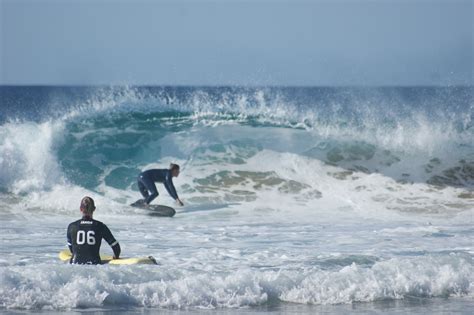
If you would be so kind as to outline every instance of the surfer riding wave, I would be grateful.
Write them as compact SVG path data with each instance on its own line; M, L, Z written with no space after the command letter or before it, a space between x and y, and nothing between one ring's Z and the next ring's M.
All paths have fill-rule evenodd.
M179 176L179 165L170 164L169 169L151 169L144 171L138 175L138 189L143 196L143 203L148 206L158 197L159 193L156 189L155 182L163 183L168 194L180 205L183 202L179 199L176 193L176 188L173 185L173 177Z

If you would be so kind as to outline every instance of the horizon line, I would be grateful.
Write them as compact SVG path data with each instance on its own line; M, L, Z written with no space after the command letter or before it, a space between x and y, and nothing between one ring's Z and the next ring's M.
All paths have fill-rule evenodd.
M0 84L0 87L58 87L58 88L116 88L116 87L142 87L142 88L472 88L474 84L380 84L380 85L245 85L245 84Z

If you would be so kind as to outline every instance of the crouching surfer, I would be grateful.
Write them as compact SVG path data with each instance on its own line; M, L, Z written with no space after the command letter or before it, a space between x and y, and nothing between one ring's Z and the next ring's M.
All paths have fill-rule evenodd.
M84 197L81 200L82 219L69 224L67 244L72 253L71 264L100 264L100 245L104 239L114 251L114 259L120 256L120 244L112 235L107 225L94 220L94 200Z
M151 169L144 171L138 175L138 189L143 196L143 203L149 205L158 196L158 190L156 189L155 182L163 183L168 194L173 198L180 206L183 206L183 202L179 199L176 193L176 188L173 185L173 177L179 176L179 165L170 164L169 169Z

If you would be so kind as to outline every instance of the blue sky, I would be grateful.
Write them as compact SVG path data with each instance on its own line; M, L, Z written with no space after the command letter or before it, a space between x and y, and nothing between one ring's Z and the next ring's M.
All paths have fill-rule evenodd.
M473 84L472 0L0 2L0 84Z

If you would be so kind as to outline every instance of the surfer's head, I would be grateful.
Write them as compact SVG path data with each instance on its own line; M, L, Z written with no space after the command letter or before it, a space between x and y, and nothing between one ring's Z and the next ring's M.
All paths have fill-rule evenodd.
M178 175L179 175L179 165L171 163L170 164L170 171L171 171L171 175L173 175L173 177L178 177Z
M81 200L81 212L86 216L92 216L92 213L95 210L94 199L91 197L84 197Z

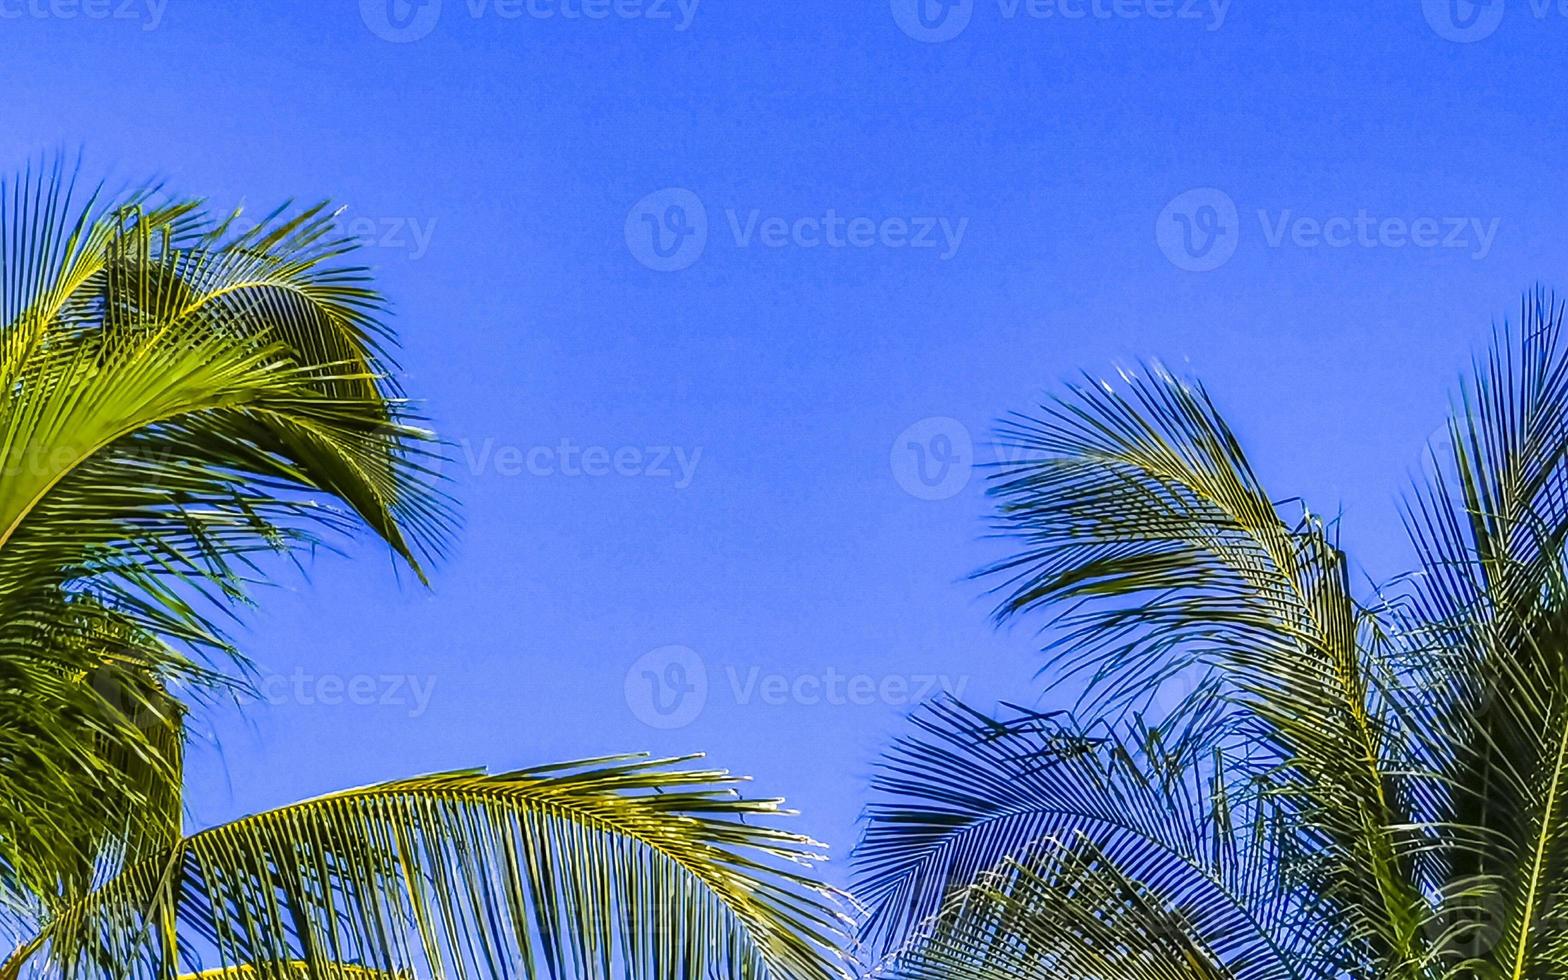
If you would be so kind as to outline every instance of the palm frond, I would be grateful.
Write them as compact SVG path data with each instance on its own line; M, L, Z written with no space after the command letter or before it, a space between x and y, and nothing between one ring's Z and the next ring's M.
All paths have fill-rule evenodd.
M385 973L369 970L352 963L311 963L292 960L283 963L263 963L260 966L220 966L200 973L187 973L179 980L414 980L411 973Z
M179 705L245 670L223 621L261 556L364 525L419 572L449 534L330 217L238 234L157 187L82 200L59 162L0 186L0 908L24 923L167 842L142 828L178 809Z
M1379 684L1333 528L1285 520L1205 391L1158 367L1072 387L1005 423L998 530L1021 543L984 574L999 618L1055 610L1054 664L1096 712L1147 707L1212 670L1257 765L1323 838L1333 893L1379 956L1406 961L1427 914L1402 718Z
M898 980L1266 980L1237 970L1083 841L1046 840L957 893L873 976ZM1326 975L1325 975L1326 976Z
M679 761L447 773L248 817L126 869L0 977L845 976L820 845Z
M1333 976L1348 937L1302 887L1316 871L1296 858L1288 814L1227 787L1214 720L1085 730L1061 716L928 705L873 783L855 851L863 937L872 950L908 942L1009 862L1071 844L1181 910L1236 976Z
M1475 924L1449 959L1516 978L1568 970L1564 314L1538 290L1495 331L1406 509L1420 573L1400 640L1423 761L1444 776L1428 804L1447 828L1441 914Z

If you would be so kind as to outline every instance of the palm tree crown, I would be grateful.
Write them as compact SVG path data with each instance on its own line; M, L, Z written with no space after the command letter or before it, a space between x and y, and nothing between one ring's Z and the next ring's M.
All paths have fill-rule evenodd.
M1361 588L1154 367L1011 418L998 616L1078 709L929 706L857 850L878 972L1568 975L1568 339L1539 293L1460 390Z
M324 206L0 188L0 978L844 976L779 801L628 756L364 787L186 835L187 712L277 562L453 526Z

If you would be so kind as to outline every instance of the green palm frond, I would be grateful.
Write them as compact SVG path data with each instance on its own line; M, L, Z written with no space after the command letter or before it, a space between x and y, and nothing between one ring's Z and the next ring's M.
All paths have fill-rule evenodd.
M1022 547L989 570L999 615L1054 611L1053 664L1087 673L1088 730L1110 734L1075 754L917 720L862 844L872 924L906 938L887 968L1568 974L1565 320L1537 291L1495 332L1407 508L1415 571L1367 599L1337 528L1281 515L1194 384L1155 369L1008 423L993 492ZM1194 677L1213 683L1172 708ZM1173 723L1158 750L1127 737ZM1221 757L1181 751L1204 745ZM1242 887L1215 873L1235 854L1260 858ZM1236 895L1280 898L1253 921L1286 955L1228 941L1213 913Z
M261 966L223 966L200 973L187 973L179 980L414 980L411 973L386 973L351 963L311 963L291 960Z
M1180 913L1238 977L1337 976L1347 935L1301 887L1317 869L1298 859L1272 799L1227 788L1215 720L1085 731L1061 716L927 705L919 734L899 740L873 782L854 856L854 891L869 907L862 936L873 950L919 946L921 924L942 921L956 896L1066 843Z
M842 977L816 845L683 760L350 790L149 855L0 977ZM270 965L270 966L269 966Z
M184 721L268 555L452 526L323 207L0 188L0 975L840 977L778 801L681 760L366 787L180 836ZM31 929L29 929L31 932Z
M1564 306L1527 296L1462 387L1449 452L1407 508L1421 562L1405 656L1456 945L1495 975L1568 970L1568 337Z
M896 980L1286 980L1235 969L1085 842L1047 840L957 893L873 976ZM1323 976L1328 976L1323 974Z
M244 669L223 619L263 556L365 525L419 572L452 524L325 208L238 233L157 188L81 197L59 163L0 186L0 911L24 924L169 842L182 701Z
M1091 675L1097 710L1212 670L1276 793L1326 838L1343 914L1375 955L1413 957L1412 790L1384 764L1406 733L1332 528L1285 520L1204 390L1158 367L1075 386L1000 439L1017 462L991 492L1024 548L987 570L999 615L1059 610L1058 665Z

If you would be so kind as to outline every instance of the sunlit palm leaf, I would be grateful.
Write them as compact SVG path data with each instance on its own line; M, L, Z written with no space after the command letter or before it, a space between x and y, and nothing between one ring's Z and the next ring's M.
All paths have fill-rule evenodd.
M1366 603L1330 527L1279 516L1193 385L1155 371L1124 379L1126 394L1074 389L1004 430L1019 462L995 492L1003 531L1024 547L992 569L1008 578L1002 615L1054 607L1058 666L1089 671L1087 703L1113 719L1163 710L1173 680L1211 670L1222 682L1180 699L1178 715L1223 715L1207 738L1250 755L1206 765L1178 753L1172 764L1213 777L1230 809L1268 801L1285 817L1262 848L1261 877L1277 876L1290 896L1273 920L1291 937L1282 948L1311 937L1321 975L1568 974L1564 319L1563 304L1537 292L1517 325L1496 332L1408 510L1420 564ZM1065 782L1092 754L1035 745L1026 754L1038 769L1021 770L978 726L985 751L955 751L954 731L895 750L896 776L881 780L890 798L872 811L867 887L884 921L907 923L947 895L899 969L1174 978L1241 968L1191 914L1196 893L1173 895L1157 863L1087 825L1062 836L1044 819L1051 808L1028 805L1043 798L1036 783ZM1119 771L1115 757L1093 761L1077 784L1085 800L1114 804L1104 822L1136 824L1123 816L1140 812L1136 800L1095 788ZM1173 826L1203 825L1180 805L1157 809ZM1042 857L1040 835L1081 866ZM1012 863L974 877L1004 854ZM1175 922L1203 956L1151 946L1158 922Z
M1455 406L1408 520L1421 559L1403 624L1426 695L1430 819L1453 941L1497 976L1568 971L1568 337L1527 296ZM1455 954L1452 958L1457 958Z
M450 526L326 211L237 234L156 189L76 197L60 165L0 187L0 904L24 924L169 842L167 692L227 682L256 556L365 524L417 570Z
M299 962L323 976L844 976L839 913L808 873L819 845L771 826L777 801L743 799L738 782L624 758L333 794L145 858L53 922L25 965L67 980L213 961L288 977Z
M263 966L225 966L200 973L187 973L179 980L272 980L272 978L298 978L298 980L414 980L410 973L386 973L369 970L348 963L310 963L294 960L285 963L267 963Z

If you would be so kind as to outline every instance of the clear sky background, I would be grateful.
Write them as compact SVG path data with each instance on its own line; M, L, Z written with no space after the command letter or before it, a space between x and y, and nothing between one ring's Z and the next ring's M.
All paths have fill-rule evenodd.
M997 416L1160 357L1386 577L1470 352L1568 287L1543 0L583 2L0 0L6 166L346 204L458 447L431 590L365 541L262 596L194 826L701 750L843 858L906 690L1061 706L966 578Z

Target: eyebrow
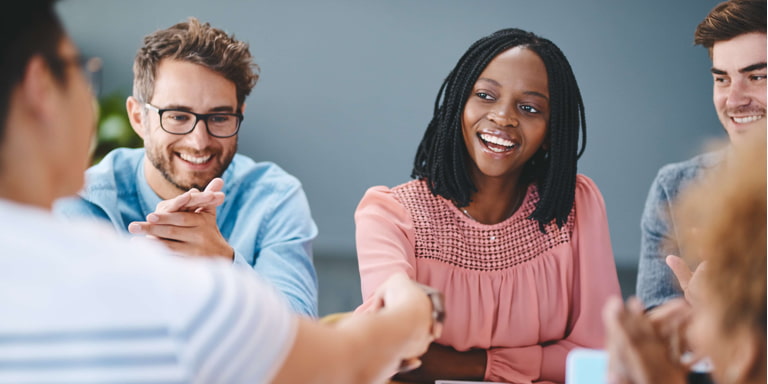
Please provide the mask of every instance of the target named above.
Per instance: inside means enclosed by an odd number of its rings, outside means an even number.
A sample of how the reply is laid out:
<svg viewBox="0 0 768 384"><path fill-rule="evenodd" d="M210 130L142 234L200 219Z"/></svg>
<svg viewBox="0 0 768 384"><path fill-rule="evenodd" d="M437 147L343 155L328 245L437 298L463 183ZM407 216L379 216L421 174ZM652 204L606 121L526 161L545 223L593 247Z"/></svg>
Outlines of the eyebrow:
<svg viewBox="0 0 768 384"><path fill-rule="evenodd" d="M757 71L759 69L765 69L765 62L755 63L755 64L752 64L752 65L748 65L748 66L746 66L746 67L744 67L742 69L739 69L739 73L747 73L747 72ZM726 72L726 71L724 71L722 69L717 69L715 67L712 67L711 71L715 75L727 75L728 74L728 72Z"/></svg>
<svg viewBox="0 0 768 384"><path fill-rule="evenodd" d="M499 82L498 82L498 81L496 81L496 80L494 80L494 79L489 79L489 78L487 78L487 77L481 77L481 78L477 79L477 81L480 81L480 80L483 80L483 81L487 81L487 82L489 82L489 83L493 83L493 84L494 84L495 86L497 86L497 87L500 87L500 86L501 86L501 84L499 84ZM530 95L530 96L538 96L538 97L541 97L541 98L542 98L542 99L544 99L544 100L547 100L547 101L549 101L549 97L547 97L547 95L545 95L545 94L543 94L543 93L541 93L541 92L536 92L536 91L524 91L524 92L523 92L523 94L525 94L525 95Z"/></svg>
<svg viewBox="0 0 768 384"><path fill-rule="evenodd" d="M179 104L171 104L171 105L168 105L168 106L166 106L164 108L160 108L160 109L178 109L178 110L181 110L181 111L192 112L192 108L184 106L184 105L179 105ZM215 113L215 112L232 113L234 111L235 111L234 108L224 105L224 106L220 106L220 107L211 108L206 113L212 113L212 112L213 113Z"/></svg>

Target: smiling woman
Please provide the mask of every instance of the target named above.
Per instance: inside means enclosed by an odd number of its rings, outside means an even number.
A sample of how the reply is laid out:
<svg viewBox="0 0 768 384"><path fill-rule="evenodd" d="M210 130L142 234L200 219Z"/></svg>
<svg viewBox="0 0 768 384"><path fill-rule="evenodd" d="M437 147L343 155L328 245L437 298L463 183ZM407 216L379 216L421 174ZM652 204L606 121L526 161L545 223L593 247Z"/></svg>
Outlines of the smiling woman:
<svg viewBox="0 0 768 384"><path fill-rule="evenodd" d="M498 185L497 181L518 188L512 199L501 199L493 210L482 211L470 203L465 209L474 211L472 218L495 224L520 206L525 183L519 180L525 164L547 149L549 109L547 70L535 52L521 46L511 48L491 60L480 74L462 118L464 142L472 159L468 162L471 179L478 191L487 190L479 185Z"/></svg>
<svg viewBox="0 0 768 384"><path fill-rule="evenodd" d="M416 180L365 193L358 311L398 272L446 298L442 336L396 379L563 382L568 351L602 346L600 310L620 291L602 195L576 173L583 111L557 46L500 30L443 83Z"/></svg>

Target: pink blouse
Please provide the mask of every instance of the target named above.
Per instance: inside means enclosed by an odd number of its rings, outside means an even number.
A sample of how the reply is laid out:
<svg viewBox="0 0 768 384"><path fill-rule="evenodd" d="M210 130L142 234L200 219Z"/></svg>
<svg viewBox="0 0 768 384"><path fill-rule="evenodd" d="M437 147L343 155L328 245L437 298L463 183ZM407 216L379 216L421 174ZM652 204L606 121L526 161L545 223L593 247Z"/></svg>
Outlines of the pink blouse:
<svg viewBox="0 0 768 384"><path fill-rule="evenodd" d="M621 291L594 182L577 176L567 223L545 226L546 234L527 219L538 199L531 185L514 215L486 225L423 181L370 188L355 212L358 311L389 275L404 271L445 294L438 343L487 350L485 380L562 383L572 348L602 348L603 303Z"/></svg>

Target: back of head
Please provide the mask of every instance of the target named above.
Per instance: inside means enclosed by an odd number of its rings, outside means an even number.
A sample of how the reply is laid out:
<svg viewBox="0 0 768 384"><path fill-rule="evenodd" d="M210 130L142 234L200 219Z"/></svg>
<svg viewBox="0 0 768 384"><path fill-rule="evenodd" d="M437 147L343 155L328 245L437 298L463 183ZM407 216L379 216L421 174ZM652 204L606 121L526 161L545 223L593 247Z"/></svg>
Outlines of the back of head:
<svg viewBox="0 0 768 384"><path fill-rule="evenodd" d="M14 10L0 12L0 144L6 130L13 89L24 76L27 63L42 55L54 76L64 79L58 49L64 29L54 9L55 0L25 0Z"/></svg>
<svg viewBox="0 0 768 384"><path fill-rule="evenodd" d="M766 337L766 136L738 151L680 200L686 257L701 257L707 305L720 311L718 334L749 329Z"/></svg>
<svg viewBox="0 0 768 384"><path fill-rule="evenodd" d="M514 47L530 49L541 58L549 85L549 150L534 155L523 169L523 182L537 182L541 196L532 218L542 226L553 219L562 225L573 206L576 161L586 145L584 105L570 63L560 48L528 31L498 30L477 40L462 55L440 87L411 176L425 179L436 195L459 206L469 204L475 186L466 168L469 155L461 125L464 106L491 60Z"/></svg>
<svg viewBox="0 0 768 384"><path fill-rule="evenodd" d="M259 67L253 62L248 44L235 39L209 23L190 17L147 35L133 62L133 96L150 102L155 74L163 59L202 65L235 84L238 108L259 79Z"/></svg>
<svg viewBox="0 0 768 384"><path fill-rule="evenodd" d="M766 33L766 0L728 0L715 6L699 23L693 42L712 52L719 41L751 32Z"/></svg>

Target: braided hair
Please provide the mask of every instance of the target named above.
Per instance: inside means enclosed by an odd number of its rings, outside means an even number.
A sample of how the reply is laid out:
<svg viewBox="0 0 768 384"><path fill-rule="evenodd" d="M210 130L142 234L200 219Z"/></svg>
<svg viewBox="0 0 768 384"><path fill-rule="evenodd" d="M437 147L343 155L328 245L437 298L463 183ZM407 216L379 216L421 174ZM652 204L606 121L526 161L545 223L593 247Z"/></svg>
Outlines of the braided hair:
<svg viewBox="0 0 768 384"><path fill-rule="evenodd" d="M485 67L502 52L525 47L544 62L550 95L547 126L549 147L525 164L521 182L536 182L540 200L529 219L539 228L553 219L566 222L576 190L576 162L586 146L586 121L581 93L571 66L551 41L517 28L502 29L477 40L446 77L435 99L434 115L419 143L412 178L425 180L434 195L469 205L477 191L467 170L469 153L462 134L462 115L472 88ZM582 134L579 148L579 132Z"/></svg>

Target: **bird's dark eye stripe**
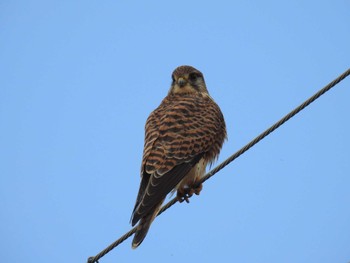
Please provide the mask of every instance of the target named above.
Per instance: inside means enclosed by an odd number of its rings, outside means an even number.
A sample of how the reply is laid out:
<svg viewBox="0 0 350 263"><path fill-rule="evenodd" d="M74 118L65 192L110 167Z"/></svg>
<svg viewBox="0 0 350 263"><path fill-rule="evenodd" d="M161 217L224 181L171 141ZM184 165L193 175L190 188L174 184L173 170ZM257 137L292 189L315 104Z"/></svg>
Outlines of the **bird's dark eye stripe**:
<svg viewBox="0 0 350 263"><path fill-rule="evenodd" d="M189 75L189 79L190 80L196 80L197 78L199 78L200 77L200 74L198 74L198 73L196 73L196 72L193 72L193 73L191 73L190 75Z"/></svg>

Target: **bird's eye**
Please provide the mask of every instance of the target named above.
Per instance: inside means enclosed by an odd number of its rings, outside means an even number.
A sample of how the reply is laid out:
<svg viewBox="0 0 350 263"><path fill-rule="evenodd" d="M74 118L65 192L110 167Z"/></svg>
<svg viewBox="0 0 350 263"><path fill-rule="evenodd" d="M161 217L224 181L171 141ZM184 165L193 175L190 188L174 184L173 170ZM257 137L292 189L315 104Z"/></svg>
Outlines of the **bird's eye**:
<svg viewBox="0 0 350 263"><path fill-rule="evenodd" d="M172 80L173 83L175 82L174 75L171 75L171 80Z"/></svg>
<svg viewBox="0 0 350 263"><path fill-rule="evenodd" d="M188 78L190 79L190 81L194 82L197 80L197 78L199 77L199 75L197 73L191 73Z"/></svg>

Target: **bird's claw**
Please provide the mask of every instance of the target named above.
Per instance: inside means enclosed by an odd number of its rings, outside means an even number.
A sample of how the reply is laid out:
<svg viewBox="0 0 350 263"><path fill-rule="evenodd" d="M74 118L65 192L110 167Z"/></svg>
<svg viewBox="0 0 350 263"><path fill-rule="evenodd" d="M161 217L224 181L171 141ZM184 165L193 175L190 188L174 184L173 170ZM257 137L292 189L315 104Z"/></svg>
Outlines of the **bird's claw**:
<svg viewBox="0 0 350 263"><path fill-rule="evenodd" d="M185 187L182 189L177 190L177 200L182 203L183 201L186 201L186 203L189 203L189 198L192 197L193 194L199 195L199 193L202 191L203 185L200 184L196 188L192 187Z"/></svg>
<svg viewBox="0 0 350 263"><path fill-rule="evenodd" d="M182 203L183 201L186 201L186 203L189 203L191 196L193 195L193 189L186 187L182 188L181 190L177 190L177 200Z"/></svg>

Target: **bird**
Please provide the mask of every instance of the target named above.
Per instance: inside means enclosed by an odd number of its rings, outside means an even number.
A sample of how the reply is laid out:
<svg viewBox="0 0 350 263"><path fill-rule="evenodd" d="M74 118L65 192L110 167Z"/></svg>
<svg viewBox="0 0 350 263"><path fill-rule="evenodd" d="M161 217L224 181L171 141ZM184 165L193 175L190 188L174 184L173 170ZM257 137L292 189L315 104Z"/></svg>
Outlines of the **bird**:
<svg viewBox="0 0 350 263"><path fill-rule="evenodd" d="M209 95L203 74L179 66L167 96L149 115L141 163L141 182L131 224L136 227L132 248L137 248L169 193L179 202L199 195L208 164L217 158L227 139L224 116Z"/></svg>

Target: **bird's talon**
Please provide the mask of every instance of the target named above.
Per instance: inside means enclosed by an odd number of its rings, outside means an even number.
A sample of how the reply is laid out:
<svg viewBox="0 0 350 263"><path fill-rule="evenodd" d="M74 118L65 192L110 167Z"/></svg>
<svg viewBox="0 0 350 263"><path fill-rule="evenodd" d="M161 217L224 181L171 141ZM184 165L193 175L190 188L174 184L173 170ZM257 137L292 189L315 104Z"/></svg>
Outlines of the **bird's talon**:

============

Please report all lines in the entries where "palm" appears.

If you would be so kind as to outline every instance of the palm frond, I would be grateful.
If you would be so kind as to outline every instance of the palm tree crown, I would be grateful.
If you would be so kind as to outline every instance of the green palm frond, I would be grateful.
If you would be so kind as to outline every instance of the sunlit palm leaf, I would be grateful.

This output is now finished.